(Dataset entries)

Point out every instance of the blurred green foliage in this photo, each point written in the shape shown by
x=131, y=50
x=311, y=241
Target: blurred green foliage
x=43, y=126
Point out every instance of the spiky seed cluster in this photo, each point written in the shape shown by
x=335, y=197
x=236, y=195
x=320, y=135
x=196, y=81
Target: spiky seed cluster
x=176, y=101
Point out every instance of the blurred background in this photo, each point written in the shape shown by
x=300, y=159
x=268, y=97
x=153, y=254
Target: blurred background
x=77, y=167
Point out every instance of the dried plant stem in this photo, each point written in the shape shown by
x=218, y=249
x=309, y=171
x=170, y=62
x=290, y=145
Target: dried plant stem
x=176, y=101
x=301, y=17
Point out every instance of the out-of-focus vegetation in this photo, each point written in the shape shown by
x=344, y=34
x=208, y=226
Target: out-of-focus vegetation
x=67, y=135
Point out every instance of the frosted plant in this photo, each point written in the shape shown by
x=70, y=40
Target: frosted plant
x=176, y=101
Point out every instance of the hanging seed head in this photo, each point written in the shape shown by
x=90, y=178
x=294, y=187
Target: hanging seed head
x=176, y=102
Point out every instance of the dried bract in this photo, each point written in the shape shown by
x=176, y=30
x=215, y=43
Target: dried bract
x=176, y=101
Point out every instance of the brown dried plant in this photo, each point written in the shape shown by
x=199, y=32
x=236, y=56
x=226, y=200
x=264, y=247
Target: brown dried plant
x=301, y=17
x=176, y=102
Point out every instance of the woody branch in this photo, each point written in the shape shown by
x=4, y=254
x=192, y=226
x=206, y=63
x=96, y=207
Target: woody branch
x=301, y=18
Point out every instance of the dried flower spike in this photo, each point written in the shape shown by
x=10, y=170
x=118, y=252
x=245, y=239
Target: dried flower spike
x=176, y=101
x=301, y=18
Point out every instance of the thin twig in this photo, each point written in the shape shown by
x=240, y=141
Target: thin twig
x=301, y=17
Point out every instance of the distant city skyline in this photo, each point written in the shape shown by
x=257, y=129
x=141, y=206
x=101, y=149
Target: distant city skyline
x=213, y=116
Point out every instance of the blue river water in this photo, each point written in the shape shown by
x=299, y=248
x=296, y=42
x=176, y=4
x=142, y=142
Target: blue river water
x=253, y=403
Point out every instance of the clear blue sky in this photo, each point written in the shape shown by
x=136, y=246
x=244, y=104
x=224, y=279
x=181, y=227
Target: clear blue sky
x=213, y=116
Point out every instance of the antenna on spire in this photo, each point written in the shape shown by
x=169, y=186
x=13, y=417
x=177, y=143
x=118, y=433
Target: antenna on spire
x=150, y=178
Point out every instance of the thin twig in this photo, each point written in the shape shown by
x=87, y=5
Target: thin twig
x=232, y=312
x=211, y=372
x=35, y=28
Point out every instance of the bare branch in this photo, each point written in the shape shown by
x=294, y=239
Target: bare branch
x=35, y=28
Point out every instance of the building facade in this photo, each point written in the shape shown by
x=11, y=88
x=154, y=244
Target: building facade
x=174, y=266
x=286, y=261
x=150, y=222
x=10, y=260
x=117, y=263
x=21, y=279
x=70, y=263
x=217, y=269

What is expected:
Reproduce all the data word for word.

Exercise solution:
Point out every instance of the blurred green foliage in this photo, each point written in the shape shown by
x=131, y=50
x=311, y=241
Target: blurred green foliage
x=43, y=126
Point out every instance of the spiky seed cluster in this photo, each point written in the shape shown by
x=335, y=197
x=236, y=195
x=320, y=135
x=196, y=81
Target: spiky seed cluster
x=176, y=101
Point out every instance of the blurred background in this photo, each point written in the shape shown by
x=300, y=159
x=268, y=97
x=153, y=254
Target: blurred background
x=77, y=167
Point out every instance of the dried plant stem in this photo, each point written in the shape shown by
x=218, y=249
x=309, y=171
x=170, y=62
x=290, y=145
Target: dried plant stem
x=176, y=101
x=301, y=17
Point out every instance of the out-of-focus vegetation in this photo, each point written in the shape shown by
x=344, y=34
x=208, y=226
Target: out-of-focus vegetation
x=67, y=135
Point out every instance of the frosted plant in this photo, each point written in the shape shown by
x=70, y=40
Target: frosted plant
x=176, y=101
Point out every instance of the hanging seed head in this photo, each point written in the shape shown by
x=90, y=178
x=294, y=187
Target: hanging seed head
x=176, y=102
Point out every instance of the dried bract in this photo, each point written in the shape shown by
x=176, y=30
x=215, y=43
Target: dried bract
x=176, y=101
Point out every instance of the brown dried plant in this photo, each point written in the shape shown by
x=199, y=32
x=236, y=56
x=226, y=200
x=264, y=247
Target: brown dried plant
x=301, y=17
x=176, y=102
Point out every instance of the woody branch in this photo, each point written in the shape shown by
x=4, y=254
x=192, y=226
x=206, y=63
x=96, y=207
Target: woody branch
x=301, y=18
Point out every instance of the dried flower spike in this photo, each point written in the shape shown by
x=10, y=170
x=118, y=252
x=245, y=239
Target: dried flower spike
x=176, y=101
x=301, y=18
Point out every instance of the thin twig in this photo, each point written in the shape shown by
x=240, y=141
Target: thin twig
x=301, y=17
Point out every instance of the distant city skyline in this photo, each point written in the shape shown by
x=257, y=129
x=141, y=206
x=101, y=149
Target: distant city skyline
x=213, y=116
Point out every instance of the blue river water in this photo, each point written in the shape shown by
x=299, y=248
x=296, y=42
x=176, y=4
x=142, y=142
Target: blue river water
x=253, y=403
Point out every instance of the clear blue sky in this photo, each point written in the shape shown by
x=136, y=246
x=244, y=104
x=224, y=279
x=181, y=227
Target: clear blue sky
x=213, y=116
Point out every instance of the antenna on spire in this photo, each point written in the shape shown by
x=169, y=186
x=13, y=417
x=177, y=143
x=118, y=433
Target: antenna on spire
x=150, y=178
Point out every instance of the thin twig in this photo, each point written in the shape shown by
x=87, y=5
Target: thin twig
x=232, y=312
x=211, y=372
x=35, y=28
Point out every instance of the bare branch in this photo, each point written in the shape shown by
x=294, y=239
Target: bare branch
x=35, y=28
Point out every instance of the building facade in this photo, each point written in the shape shown by
x=11, y=88
x=154, y=244
Target: building facade
x=174, y=266
x=286, y=261
x=150, y=222
x=10, y=260
x=117, y=263
x=21, y=279
x=70, y=263
x=217, y=269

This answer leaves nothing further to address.